§ 指示と条件
以下のすべての項目を、「expected layout」を「required layout」に置き換え、それ以外は変えずに書き直してください。画像は省いてください。

§ データ一覧
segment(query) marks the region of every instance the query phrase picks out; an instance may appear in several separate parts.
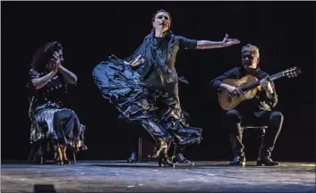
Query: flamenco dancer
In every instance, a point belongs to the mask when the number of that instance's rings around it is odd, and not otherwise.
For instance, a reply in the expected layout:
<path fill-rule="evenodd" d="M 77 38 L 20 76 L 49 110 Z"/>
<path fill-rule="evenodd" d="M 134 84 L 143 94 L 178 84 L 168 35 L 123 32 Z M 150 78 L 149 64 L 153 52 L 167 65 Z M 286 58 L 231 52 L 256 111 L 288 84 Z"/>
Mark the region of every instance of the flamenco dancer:
<path fill-rule="evenodd" d="M 167 158 L 170 144 L 175 144 L 176 157 L 184 147 L 199 144 L 202 131 L 186 124 L 180 106 L 181 79 L 175 67 L 178 50 L 220 48 L 239 40 L 227 38 L 227 35 L 220 42 L 175 36 L 170 30 L 171 15 L 164 10 L 158 11 L 151 21 L 151 32 L 132 55 L 124 60 L 112 55 L 94 68 L 93 78 L 121 116 L 141 124 L 154 138 L 158 165 L 173 166 Z"/>

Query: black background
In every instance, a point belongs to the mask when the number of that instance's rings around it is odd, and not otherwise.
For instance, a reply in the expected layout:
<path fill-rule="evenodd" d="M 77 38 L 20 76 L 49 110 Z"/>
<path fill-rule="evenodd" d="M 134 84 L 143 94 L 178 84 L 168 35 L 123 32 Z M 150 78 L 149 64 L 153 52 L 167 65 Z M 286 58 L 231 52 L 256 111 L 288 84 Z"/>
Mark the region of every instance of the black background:
<path fill-rule="evenodd" d="M 38 46 L 57 40 L 64 66 L 76 73 L 69 103 L 87 125 L 90 149 L 81 159 L 126 158 L 127 126 L 100 95 L 92 69 L 107 56 L 130 55 L 151 29 L 152 14 L 171 13 L 173 31 L 189 38 L 220 41 L 226 33 L 242 42 L 222 49 L 180 51 L 176 68 L 189 85 L 180 86 L 191 125 L 203 129 L 201 145 L 187 149 L 192 160 L 228 160 L 231 155 L 225 112 L 208 83 L 241 63 L 243 45 L 257 45 L 260 67 L 269 74 L 299 66 L 303 74 L 275 82 L 276 107 L 283 130 L 276 160 L 315 160 L 315 3 L 314 2 L 2 2 L 2 159 L 26 159 L 30 151 L 29 103 L 25 83 Z M 137 139 L 135 139 L 137 140 Z M 247 139 L 245 139 L 247 141 Z M 245 142 L 246 142 L 245 141 Z M 249 143 L 249 158 L 255 158 Z"/>

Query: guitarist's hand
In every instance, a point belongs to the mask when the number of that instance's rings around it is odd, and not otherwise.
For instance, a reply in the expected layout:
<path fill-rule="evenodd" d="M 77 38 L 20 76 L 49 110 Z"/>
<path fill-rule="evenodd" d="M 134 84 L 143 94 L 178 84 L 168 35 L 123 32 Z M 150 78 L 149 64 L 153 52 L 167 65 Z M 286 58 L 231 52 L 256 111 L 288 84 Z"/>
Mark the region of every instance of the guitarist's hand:
<path fill-rule="evenodd" d="M 268 81 L 266 79 L 263 79 L 260 80 L 260 85 L 264 90 L 266 90 L 269 93 L 273 93 L 272 86 L 269 81 Z"/>
<path fill-rule="evenodd" d="M 234 97 L 235 96 L 240 96 L 240 92 L 235 87 L 227 85 L 226 88 L 231 97 Z"/>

§ 解答
segment(query) marks the region of every instance the query phrase picks out; an instance may appear in several separate parts.
Query: flamenco dancer
In every instance, a point belongs to the mask when the number of that instance's rings around it is odd, and not otherwise.
For instance, a reply in the required layout:
<path fill-rule="evenodd" d="M 77 38 L 20 76 L 49 110 Z"/>
<path fill-rule="evenodd" d="M 134 84 L 143 94 L 178 84 L 168 35 L 123 32 Z M 150 78 L 149 64 L 153 52 L 167 65 Z M 286 58 L 231 52 L 256 111 L 288 84 Z"/>
Mark the region of every instance of the flamenco dancer:
<path fill-rule="evenodd" d="M 167 158 L 170 144 L 175 144 L 176 157 L 184 147 L 199 144 L 202 131 L 186 124 L 180 106 L 181 79 L 175 67 L 178 50 L 220 48 L 239 40 L 227 38 L 227 35 L 220 42 L 175 36 L 170 30 L 171 15 L 164 10 L 158 11 L 151 21 L 151 32 L 132 55 L 124 60 L 112 55 L 94 68 L 93 78 L 121 116 L 141 124 L 154 138 L 158 165 L 173 166 Z"/>

Query: black background
In every instance, a point belongs to the mask when the number of that instance's rings around it is odd, and not otherwise.
For instance, a reply in the required layout:
<path fill-rule="evenodd" d="M 77 38 L 20 76 L 49 110 Z"/>
<path fill-rule="evenodd" d="M 134 84 L 143 94 L 178 84 L 168 35 L 123 32 Z M 150 78 L 149 64 L 153 52 L 167 65 Z M 286 58 L 231 52 L 256 111 L 288 84 Z"/>
Mark the region of every instance of the black background:
<path fill-rule="evenodd" d="M 38 46 L 57 40 L 64 66 L 76 73 L 69 103 L 87 125 L 90 149 L 81 159 L 126 158 L 127 126 L 100 95 L 92 69 L 107 56 L 130 55 L 151 29 L 152 14 L 171 13 L 173 31 L 189 38 L 220 41 L 226 33 L 242 42 L 222 49 L 180 51 L 176 68 L 189 85 L 180 86 L 191 125 L 203 129 L 201 145 L 187 149 L 192 160 L 228 160 L 231 155 L 225 112 L 208 83 L 241 63 L 243 45 L 257 45 L 260 67 L 269 74 L 299 66 L 303 74 L 275 82 L 276 107 L 283 130 L 276 160 L 315 160 L 315 3 L 314 2 L 2 2 L 2 159 L 26 159 L 30 151 L 29 103 L 25 83 Z M 137 139 L 135 139 L 137 140 Z M 247 139 L 245 139 L 247 141 Z M 245 142 L 246 142 L 245 141 Z M 249 143 L 249 158 L 255 158 Z"/>

Query: guitarist's hand
In every instance, a point belongs to the mask when the number of that instance's rings around it is odd, and not otherwise.
For instance, a reply in the required layout:
<path fill-rule="evenodd" d="M 77 38 L 20 76 L 49 110 Z"/>
<path fill-rule="evenodd" d="M 134 84 L 143 94 L 178 84 L 168 35 L 123 32 Z M 150 78 L 149 64 L 153 52 L 167 65 Z M 286 58 L 231 52 L 256 111 L 288 84 Z"/>
Mark the region of every instance of the guitarist's hand:
<path fill-rule="evenodd" d="M 268 81 L 266 79 L 263 79 L 260 80 L 260 85 L 264 90 L 266 90 L 269 93 L 273 93 L 272 86 L 269 81 Z"/>
<path fill-rule="evenodd" d="M 234 97 L 235 96 L 240 96 L 240 92 L 235 87 L 227 85 L 226 88 L 231 97 Z"/>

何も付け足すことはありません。